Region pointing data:
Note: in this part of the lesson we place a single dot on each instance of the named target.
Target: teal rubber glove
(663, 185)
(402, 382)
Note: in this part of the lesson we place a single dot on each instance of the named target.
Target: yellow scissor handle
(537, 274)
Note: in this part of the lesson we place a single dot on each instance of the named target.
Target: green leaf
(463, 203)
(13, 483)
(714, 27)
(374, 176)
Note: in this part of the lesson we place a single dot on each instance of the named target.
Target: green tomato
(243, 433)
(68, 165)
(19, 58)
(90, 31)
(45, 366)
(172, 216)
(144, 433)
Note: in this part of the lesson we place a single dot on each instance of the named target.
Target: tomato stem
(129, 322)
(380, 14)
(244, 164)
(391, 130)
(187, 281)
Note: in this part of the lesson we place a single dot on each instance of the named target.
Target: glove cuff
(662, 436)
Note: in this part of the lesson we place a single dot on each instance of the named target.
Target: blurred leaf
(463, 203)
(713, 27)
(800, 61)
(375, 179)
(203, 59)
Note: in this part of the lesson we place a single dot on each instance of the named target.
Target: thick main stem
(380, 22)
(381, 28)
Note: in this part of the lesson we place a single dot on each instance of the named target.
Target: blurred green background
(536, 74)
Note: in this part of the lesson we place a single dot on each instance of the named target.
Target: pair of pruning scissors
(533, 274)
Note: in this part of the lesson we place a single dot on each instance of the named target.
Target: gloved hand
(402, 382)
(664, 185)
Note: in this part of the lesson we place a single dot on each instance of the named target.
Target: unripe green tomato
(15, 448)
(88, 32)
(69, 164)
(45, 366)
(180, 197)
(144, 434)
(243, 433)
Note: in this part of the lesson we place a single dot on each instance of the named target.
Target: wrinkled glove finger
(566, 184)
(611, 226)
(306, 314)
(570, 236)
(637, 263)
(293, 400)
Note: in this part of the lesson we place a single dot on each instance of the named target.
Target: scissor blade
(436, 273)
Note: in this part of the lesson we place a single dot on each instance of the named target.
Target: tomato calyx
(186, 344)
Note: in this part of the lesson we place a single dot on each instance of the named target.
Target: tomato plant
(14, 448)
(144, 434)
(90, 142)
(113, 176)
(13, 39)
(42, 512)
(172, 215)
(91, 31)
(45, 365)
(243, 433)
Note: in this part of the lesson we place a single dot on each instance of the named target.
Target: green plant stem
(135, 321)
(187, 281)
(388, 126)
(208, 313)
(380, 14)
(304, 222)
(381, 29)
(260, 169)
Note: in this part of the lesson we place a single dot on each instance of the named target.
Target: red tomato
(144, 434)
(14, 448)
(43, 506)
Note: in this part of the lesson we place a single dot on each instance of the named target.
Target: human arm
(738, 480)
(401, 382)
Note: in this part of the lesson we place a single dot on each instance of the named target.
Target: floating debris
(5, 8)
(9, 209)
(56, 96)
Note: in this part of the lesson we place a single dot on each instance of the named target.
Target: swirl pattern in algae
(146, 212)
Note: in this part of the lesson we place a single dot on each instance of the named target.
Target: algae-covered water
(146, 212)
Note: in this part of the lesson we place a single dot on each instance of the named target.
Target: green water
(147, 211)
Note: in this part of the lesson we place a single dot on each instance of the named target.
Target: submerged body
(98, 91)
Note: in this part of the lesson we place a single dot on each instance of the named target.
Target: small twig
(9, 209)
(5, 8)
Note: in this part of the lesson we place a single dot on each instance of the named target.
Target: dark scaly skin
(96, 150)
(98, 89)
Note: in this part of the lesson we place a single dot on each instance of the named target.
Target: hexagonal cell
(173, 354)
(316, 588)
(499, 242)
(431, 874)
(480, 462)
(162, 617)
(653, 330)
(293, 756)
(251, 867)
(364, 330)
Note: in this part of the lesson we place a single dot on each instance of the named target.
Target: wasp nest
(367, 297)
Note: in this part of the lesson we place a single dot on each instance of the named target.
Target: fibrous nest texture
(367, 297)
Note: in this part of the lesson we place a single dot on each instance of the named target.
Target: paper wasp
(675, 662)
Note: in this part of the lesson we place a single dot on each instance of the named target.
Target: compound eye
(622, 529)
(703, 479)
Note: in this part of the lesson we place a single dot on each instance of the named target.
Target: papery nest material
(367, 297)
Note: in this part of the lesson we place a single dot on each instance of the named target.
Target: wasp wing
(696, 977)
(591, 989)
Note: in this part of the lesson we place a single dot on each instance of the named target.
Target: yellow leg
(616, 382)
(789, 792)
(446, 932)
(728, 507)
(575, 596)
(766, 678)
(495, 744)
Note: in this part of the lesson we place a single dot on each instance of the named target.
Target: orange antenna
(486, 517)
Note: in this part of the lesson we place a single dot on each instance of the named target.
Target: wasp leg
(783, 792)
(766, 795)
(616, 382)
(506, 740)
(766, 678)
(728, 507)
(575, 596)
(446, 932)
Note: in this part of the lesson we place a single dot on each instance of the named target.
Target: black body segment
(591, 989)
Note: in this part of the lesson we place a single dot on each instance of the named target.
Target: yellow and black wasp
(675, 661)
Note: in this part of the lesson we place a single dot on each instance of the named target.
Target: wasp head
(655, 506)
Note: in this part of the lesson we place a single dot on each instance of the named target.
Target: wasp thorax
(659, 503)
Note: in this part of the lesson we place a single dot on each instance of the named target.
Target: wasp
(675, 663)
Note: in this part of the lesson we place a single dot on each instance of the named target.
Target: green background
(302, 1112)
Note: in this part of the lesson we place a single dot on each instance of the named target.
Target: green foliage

### [Your assignment]
A verbatim repeat of all the entries above is the required answer.

### [Output of the task]
Note: in this part of the lesson we place a single dot on each instance of the named target.
Target: teal rubber glove
(663, 185)
(402, 382)
Note: in this part of the lesson we place a single dot on each instance of the named target.
Target: yellow scissor handle
(537, 274)
Note: in this part of the lesson we place a single dot on each instance of the named target.
Target: green leaf
(463, 203)
(13, 483)
(714, 27)
(374, 176)
Note: in this part of the lesson we place a single dot on each instance of the named target.
Target: green tomato
(243, 433)
(68, 165)
(19, 58)
(90, 31)
(45, 366)
(172, 216)
(144, 433)
Note: in this part of the lesson we place a single dot on each instance of the named target.
Target: tomato stem
(129, 322)
(380, 14)
(244, 164)
(391, 130)
(187, 281)
Note: in this part of the lesson we place a single dot on each instance of the named target.
Target: glove cuff
(662, 436)
Note: in this part of the lesson we place a single dot on each instance of the named target.
Target: blurred leaf
(463, 203)
(713, 27)
(800, 61)
(375, 179)
(203, 59)
Note: in this part of the lesson we place a single dot on each instance of the named target.
Target: thick main stem
(380, 22)
(381, 28)
Note: in this part of the lesson we place a single dot on each instance of the named target.
Target: blurred green background
(536, 74)
Note: in this part of the lesson we place a single dot on each instance of the named target.
Target: pair of pruning scissors
(533, 274)
Note: in this part of the lesson we place a single dot on each instance of the named target.
Target: gloved hand
(402, 382)
(664, 185)
Note: in this part of the lesson we place a single dot on each instance of the named target.
Target: unripe green tomato
(15, 448)
(88, 32)
(69, 164)
(45, 366)
(180, 197)
(144, 434)
(243, 433)
Note: in this part of the lesson we place a single dot on each instance of the named target.
Target: wrinkled glove finger
(566, 184)
(611, 226)
(306, 314)
(570, 236)
(637, 263)
(293, 400)
Note: in this part of the lesson we place a single dot on each instance of the named target.
Target: scissor blade
(436, 273)
Note: in this part of the lesson we place a single dot on each instance of the named target.
Target: tomato calyx
(186, 344)
Note: in this part of the lesson we place a single dot on each instance of the named target.
Target: tomato plant
(14, 448)
(144, 434)
(90, 142)
(113, 176)
(13, 39)
(42, 512)
(172, 215)
(91, 31)
(45, 365)
(243, 433)
Note: in this part of the lesson we place a single dot on each instance of the named target.
Target: green plant stem
(135, 321)
(187, 281)
(388, 126)
(208, 313)
(380, 14)
(304, 222)
(381, 29)
(260, 169)
Note: in this part of the lesson we place a single dot on each instance of the named target.
Target: red tomato
(144, 434)
(14, 448)
(43, 506)
Note: in this part of the lesson we place a single dot on each instance of the named target.
Target: human arm
(738, 480)
(401, 382)
Note: in this part of the lesson we place a single dot on each instance of the named target.
Target: floating debris
(5, 8)
(9, 209)
(56, 96)
Note: in this part of the lesson we place a single dot on each instance of the named target.
Target: swirl pattern in algae
(146, 212)
Note: in this part of the lesson we place a single dot on each instance of the named target.
Target: algae-covered water
(146, 212)
Note: in this part of the lesson we place a single dot on each instance of the named target.
Target: green water
(147, 211)
Note: in this part of the lesson we place a single dot on each instance of the named target.
Target: submerged body
(98, 91)
Note: in this part of the lesson we place a single dot on each instance of the named target.
Target: small twig
(9, 209)
(5, 8)
Note: in this part of the lesson we place a single dot on each instance of the named target.
Target: dark scaly skin
(96, 150)
(98, 89)
Note: in this part of the lesson we place a single dot on each instance of the named target.
Target: hexagonal cell
(173, 354)
(316, 588)
(499, 242)
(431, 874)
(480, 462)
(162, 617)
(653, 330)
(293, 756)
(251, 867)
(364, 330)
Note: in this part of the lesson we place a single dot on each instance of the named target.
Target: wasp nest
(367, 297)
Note: in this part of the lesson we place a single dot on each instance of the named target.
Target: fibrous nest texture
(367, 297)
Note: in this part of the lesson we place a single dot on each instance of the named target.
Target: paper wasp
(675, 662)
Note: in this part of the lesson we place a single dot on each instance of the named target.
Target: compound eye
(622, 529)
(703, 479)
Note: in this part of the lesson we place a single dot on each instance of the named target.
Target: papery nest material
(367, 297)
Note: in this part of the lesson we place a single dot on each instance of the named target.
Target: wasp wing
(696, 977)
(591, 989)
Note: in this part of the lesson we place a single dot on each instance of the named target.
Target: yellow leg
(616, 382)
(789, 792)
(446, 932)
(728, 507)
(575, 596)
(766, 678)
(495, 744)
Note: in this part of the lesson we place a single dot on each instance of the named target.
Target: orange antenna
(486, 517)
Note: in this part of the lesson we place a single dot on each instance of the named target.
Target: wasp leg
(783, 792)
(766, 795)
(616, 382)
(506, 740)
(766, 678)
(728, 507)
(575, 596)
(446, 932)
Note: in this part of the lesson we place a single dot on each instance of the named target.
Target: black body segment
(591, 989)
Note: in this part of the lesson we place a single dot on each instance of the named target.
Target: yellow and black wasp
(675, 661)
Note: in this part of the lesson we place a single dot on each instance of the named target.
Target: wasp head
(655, 506)
Note: in this part of the lesson we place a single dot on each instance of the named target.
Target: wasp thorax
(659, 503)
Note: in this part of the lesson we place a single dot on each instance of the named target.
Target: wasp
(675, 663)
Note: in this part of the lesson we place a single dot on each instance of the named target.
Target: green background
(302, 1112)
Note: in this part of the lesson we place a single dot on each instance of the named target.
Target: green foliage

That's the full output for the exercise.